RECORDS PROVIDED →

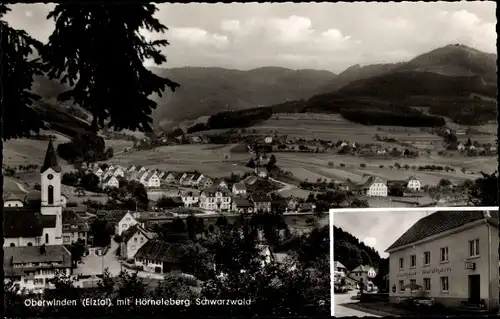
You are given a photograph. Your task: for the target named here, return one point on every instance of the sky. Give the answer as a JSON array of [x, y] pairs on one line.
[[378, 229], [328, 36]]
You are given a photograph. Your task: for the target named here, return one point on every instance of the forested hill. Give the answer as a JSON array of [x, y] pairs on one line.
[[351, 252]]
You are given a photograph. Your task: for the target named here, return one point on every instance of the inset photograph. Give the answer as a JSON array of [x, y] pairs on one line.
[[440, 261]]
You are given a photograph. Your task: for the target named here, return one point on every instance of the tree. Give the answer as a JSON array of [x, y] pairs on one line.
[[18, 70], [484, 191], [107, 78]]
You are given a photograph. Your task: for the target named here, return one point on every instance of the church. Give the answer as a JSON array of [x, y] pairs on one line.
[[33, 243], [39, 220]]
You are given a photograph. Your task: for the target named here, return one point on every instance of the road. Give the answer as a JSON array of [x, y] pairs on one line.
[[341, 311]]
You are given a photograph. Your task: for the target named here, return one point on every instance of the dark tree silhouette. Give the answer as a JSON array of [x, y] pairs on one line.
[[19, 118], [98, 50]]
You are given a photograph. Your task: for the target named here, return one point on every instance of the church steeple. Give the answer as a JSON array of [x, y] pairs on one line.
[[50, 159]]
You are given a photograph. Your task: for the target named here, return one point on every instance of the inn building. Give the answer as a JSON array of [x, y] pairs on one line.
[[449, 256]]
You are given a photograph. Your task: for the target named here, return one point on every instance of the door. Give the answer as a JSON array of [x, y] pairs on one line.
[[474, 288]]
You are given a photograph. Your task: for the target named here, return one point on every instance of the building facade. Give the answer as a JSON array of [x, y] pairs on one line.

WHAT THE EXERCISE ASKS → Copy out all of the data above word for word, leaving out the pictures.

ANSWER FOR THIS EXERCISE →
You are given a photograph. Your task: for the target named here, return one point on every instance of the sky. Give the answer as a JSON array of [x, y] pairs on one line.
[[378, 229], [328, 36]]
You are given a photograph. Your task: for the target named here, return one point on every instance of the forested hill. Give the answer as a JSON array of [x, y] pairs on one line.
[[351, 252]]
You are given a photograph. Your task: for the target named here, return one point on every instance of the inset photograph. Give the answer as a JSON array of [x, y] pairs on one line.
[[440, 261]]
You are given a photograph. Your task: for the target named here, return one point on every instance of the tree. Give the answer as a JSON array of [x, y] pairs on one line.
[[18, 70], [484, 191], [107, 78]]
You are given a photograph. Your task: for the target named here, return one point on every instance of the church. Give the answer as a JSON array of [x, y] pairs on one line.
[[33, 243], [39, 220]]
You are given a photograph. Your task: for the target named here, return one point on every instance of the road. Give the answer as a JSON array of [x, y] pairs on one line.
[[341, 311]]
You are given a photograph. Your task: for the target named here, return one point on every instance of the dark tree silhouette. Give the answer as a JSON array of [x, y] pairs on one line.
[[19, 118], [98, 50]]
You are given a photograph. Your task: for the target named here, return one point on every instance of the church steeple. Give the answer as a JSON array of [x, y] pairs on one line.
[[50, 159]]
You are given a photograph. Your task: for the target named here, return one point on every instance of the inn building. Give the answer as a JSON array of [x, y] pairs on one line.
[[449, 256]]
You are given a photograph. Your task: for the target named here, return one point on every instance of the door. Give the answer as a JSON array of [x, y] pairs on one line.
[[474, 288]]
You are given a photograph. Your task: for the target named here, return one point on every instance of the building facade. Give the answer as a JSON array of [x, y] pairs on one line.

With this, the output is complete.